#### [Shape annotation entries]
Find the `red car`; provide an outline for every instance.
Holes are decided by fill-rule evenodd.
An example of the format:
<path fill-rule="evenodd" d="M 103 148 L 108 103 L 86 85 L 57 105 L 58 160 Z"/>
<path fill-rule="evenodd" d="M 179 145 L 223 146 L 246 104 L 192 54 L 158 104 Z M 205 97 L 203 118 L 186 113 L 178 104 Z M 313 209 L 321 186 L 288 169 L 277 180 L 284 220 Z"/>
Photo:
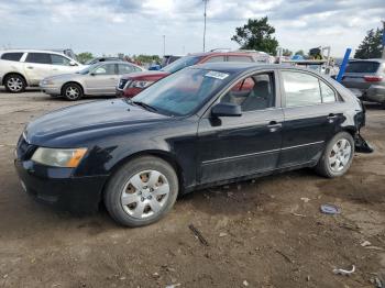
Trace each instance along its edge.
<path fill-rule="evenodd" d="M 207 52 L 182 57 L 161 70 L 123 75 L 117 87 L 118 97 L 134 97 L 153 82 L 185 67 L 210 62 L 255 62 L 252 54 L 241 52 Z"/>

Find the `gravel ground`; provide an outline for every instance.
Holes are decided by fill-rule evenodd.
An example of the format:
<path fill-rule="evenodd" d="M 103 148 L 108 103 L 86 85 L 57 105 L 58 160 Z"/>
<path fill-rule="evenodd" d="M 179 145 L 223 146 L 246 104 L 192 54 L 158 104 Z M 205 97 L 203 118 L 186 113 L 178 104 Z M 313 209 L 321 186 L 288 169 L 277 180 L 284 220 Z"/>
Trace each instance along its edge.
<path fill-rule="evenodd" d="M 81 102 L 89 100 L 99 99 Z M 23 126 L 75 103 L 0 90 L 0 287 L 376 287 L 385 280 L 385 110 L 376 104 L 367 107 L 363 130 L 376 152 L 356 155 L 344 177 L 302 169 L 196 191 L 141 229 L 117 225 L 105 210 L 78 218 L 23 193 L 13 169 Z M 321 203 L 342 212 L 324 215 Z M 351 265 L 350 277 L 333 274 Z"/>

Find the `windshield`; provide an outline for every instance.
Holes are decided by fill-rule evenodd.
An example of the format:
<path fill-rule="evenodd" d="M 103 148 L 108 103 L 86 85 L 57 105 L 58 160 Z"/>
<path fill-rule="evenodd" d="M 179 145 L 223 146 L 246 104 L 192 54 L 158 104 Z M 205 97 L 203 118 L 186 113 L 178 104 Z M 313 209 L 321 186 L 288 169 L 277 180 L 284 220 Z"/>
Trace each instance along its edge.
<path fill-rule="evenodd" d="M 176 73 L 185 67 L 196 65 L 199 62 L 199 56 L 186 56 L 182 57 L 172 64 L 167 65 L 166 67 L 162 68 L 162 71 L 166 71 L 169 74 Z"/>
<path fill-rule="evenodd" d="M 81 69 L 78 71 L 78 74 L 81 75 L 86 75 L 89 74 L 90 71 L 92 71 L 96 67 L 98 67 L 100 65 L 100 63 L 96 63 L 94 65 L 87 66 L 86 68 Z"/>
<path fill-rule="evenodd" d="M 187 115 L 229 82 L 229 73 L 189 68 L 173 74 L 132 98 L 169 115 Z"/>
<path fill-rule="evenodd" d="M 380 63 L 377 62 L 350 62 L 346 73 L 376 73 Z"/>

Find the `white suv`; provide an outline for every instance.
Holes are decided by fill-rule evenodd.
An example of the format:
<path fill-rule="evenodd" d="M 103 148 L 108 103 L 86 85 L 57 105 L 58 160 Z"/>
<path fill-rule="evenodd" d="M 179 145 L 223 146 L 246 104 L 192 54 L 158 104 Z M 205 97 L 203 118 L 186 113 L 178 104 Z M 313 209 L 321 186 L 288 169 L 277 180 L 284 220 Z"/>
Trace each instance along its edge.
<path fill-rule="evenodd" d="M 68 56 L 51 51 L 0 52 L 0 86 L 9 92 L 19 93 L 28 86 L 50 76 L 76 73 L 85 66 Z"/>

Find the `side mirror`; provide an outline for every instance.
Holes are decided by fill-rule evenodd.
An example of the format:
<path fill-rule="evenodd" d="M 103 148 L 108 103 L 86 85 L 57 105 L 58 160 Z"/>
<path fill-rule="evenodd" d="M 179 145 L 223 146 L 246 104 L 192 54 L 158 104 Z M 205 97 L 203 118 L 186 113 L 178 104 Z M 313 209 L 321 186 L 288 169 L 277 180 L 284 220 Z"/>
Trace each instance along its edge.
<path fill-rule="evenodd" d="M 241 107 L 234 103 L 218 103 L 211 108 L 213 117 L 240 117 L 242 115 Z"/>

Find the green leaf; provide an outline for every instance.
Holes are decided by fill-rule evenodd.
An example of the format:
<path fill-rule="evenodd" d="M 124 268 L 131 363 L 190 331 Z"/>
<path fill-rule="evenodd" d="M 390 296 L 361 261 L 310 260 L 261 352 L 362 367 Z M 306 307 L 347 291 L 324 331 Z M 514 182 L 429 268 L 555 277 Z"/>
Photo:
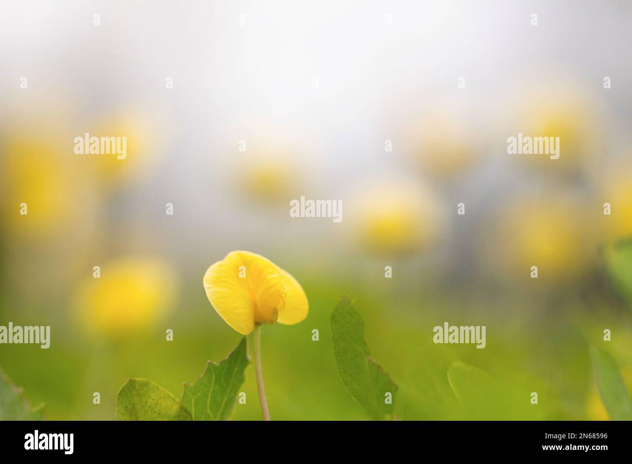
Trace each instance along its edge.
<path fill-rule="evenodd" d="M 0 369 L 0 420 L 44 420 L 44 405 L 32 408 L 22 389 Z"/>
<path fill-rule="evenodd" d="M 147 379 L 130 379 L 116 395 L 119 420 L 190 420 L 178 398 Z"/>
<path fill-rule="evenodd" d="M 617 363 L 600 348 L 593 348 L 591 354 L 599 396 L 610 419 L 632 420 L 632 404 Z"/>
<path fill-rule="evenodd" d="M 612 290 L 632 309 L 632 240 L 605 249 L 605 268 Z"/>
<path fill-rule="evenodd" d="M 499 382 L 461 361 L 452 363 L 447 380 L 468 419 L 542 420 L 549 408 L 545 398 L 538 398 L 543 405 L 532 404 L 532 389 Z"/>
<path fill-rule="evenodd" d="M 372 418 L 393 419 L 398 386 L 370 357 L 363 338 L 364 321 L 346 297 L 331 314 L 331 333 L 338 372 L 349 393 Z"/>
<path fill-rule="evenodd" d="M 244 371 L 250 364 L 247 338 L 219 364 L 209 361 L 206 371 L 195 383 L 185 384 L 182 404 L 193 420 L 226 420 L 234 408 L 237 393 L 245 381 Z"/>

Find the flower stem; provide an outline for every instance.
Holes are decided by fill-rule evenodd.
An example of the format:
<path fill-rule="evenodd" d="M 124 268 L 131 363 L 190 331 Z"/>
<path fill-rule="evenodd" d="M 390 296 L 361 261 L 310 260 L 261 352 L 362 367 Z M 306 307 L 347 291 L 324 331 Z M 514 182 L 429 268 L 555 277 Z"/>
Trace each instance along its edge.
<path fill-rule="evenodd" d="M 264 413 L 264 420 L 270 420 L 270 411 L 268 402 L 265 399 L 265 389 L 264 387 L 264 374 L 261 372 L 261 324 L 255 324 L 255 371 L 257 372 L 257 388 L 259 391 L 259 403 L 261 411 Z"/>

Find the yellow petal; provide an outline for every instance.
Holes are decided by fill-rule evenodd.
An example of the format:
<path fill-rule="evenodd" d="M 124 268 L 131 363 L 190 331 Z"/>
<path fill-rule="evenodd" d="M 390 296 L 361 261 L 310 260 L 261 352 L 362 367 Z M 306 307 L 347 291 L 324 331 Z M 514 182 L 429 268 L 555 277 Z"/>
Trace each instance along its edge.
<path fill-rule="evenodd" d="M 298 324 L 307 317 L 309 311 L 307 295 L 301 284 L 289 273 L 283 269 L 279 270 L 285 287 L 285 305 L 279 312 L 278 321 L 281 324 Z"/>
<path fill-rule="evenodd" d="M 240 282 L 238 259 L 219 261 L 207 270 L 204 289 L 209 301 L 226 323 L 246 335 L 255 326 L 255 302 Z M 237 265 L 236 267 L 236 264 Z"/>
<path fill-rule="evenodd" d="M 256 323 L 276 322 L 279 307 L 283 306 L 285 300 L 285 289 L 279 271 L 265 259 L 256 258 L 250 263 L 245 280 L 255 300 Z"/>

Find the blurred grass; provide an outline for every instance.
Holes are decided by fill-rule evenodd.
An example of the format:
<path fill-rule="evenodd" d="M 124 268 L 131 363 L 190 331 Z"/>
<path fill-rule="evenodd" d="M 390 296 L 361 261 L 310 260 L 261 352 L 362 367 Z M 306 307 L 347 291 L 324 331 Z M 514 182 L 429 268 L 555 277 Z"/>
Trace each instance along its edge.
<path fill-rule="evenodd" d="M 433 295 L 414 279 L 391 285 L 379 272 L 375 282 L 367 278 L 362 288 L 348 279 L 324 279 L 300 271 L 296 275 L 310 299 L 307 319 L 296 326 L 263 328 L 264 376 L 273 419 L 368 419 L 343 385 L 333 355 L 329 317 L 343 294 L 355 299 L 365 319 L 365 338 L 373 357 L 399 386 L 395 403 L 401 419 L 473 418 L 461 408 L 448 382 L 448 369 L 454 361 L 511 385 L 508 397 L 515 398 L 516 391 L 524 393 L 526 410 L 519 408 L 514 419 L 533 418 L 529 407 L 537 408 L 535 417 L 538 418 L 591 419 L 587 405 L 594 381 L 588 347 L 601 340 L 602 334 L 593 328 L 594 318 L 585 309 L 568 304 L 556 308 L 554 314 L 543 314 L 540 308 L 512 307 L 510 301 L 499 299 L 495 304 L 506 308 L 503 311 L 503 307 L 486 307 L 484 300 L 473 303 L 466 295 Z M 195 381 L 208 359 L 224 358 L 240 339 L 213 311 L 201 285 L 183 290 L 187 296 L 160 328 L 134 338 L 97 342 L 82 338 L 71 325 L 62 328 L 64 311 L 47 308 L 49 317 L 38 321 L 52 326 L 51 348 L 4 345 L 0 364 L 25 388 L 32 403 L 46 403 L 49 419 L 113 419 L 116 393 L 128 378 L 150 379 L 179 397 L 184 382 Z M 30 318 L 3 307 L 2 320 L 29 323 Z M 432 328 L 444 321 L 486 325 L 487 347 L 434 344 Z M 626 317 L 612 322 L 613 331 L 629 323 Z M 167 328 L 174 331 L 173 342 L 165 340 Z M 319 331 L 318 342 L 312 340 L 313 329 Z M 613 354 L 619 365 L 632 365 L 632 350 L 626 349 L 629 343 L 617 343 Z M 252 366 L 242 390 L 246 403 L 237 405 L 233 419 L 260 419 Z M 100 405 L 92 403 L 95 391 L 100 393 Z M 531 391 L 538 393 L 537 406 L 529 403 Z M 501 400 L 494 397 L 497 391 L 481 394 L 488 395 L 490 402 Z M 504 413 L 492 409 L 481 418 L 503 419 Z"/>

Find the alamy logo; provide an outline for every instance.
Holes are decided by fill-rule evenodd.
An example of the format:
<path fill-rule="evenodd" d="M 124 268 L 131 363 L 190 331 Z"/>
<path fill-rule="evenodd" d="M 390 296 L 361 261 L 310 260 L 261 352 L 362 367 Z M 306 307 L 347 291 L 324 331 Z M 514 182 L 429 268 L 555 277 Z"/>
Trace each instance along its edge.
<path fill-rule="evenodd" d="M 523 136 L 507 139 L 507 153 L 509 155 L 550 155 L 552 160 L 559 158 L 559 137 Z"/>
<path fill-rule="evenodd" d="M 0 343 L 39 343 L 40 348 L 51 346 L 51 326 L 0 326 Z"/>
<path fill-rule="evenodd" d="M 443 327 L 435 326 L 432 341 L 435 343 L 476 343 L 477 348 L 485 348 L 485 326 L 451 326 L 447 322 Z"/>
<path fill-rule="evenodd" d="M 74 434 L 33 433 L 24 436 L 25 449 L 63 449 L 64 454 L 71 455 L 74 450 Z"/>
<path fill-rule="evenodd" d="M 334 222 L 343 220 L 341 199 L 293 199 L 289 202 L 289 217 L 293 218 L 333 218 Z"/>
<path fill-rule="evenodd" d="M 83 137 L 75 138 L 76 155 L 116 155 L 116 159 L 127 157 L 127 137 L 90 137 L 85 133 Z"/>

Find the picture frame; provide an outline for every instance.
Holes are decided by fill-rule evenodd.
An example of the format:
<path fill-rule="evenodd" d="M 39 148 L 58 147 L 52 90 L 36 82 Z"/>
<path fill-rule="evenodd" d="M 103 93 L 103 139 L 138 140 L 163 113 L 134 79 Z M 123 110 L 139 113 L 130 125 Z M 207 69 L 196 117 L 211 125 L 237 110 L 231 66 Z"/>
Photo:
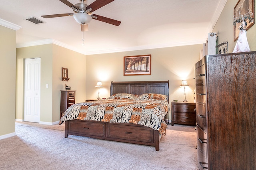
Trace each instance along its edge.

#### [Task]
Pictures aside, set down the lines from the one containing "Find the picture" through the end of the records above, exactly and only those.

#### [The answer]
Find the picture frame; provide an outline for every instance.
Holes are decided by fill-rule evenodd.
An example of the format:
<path fill-rule="evenodd" d="M 39 148 L 58 147 L 52 90 L 36 82 Z"/>
<path fill-rule="evenodd" d="M 103 93 L 103 139 L 138 140 L 163 113 L 134 79 Z M 123 110 L 139 113 L 130 125 Z M 207 69 L 196 117 L 211 125 L 237 110 L 231 66 Z"/>
Photo:
Trace each instance along its edge.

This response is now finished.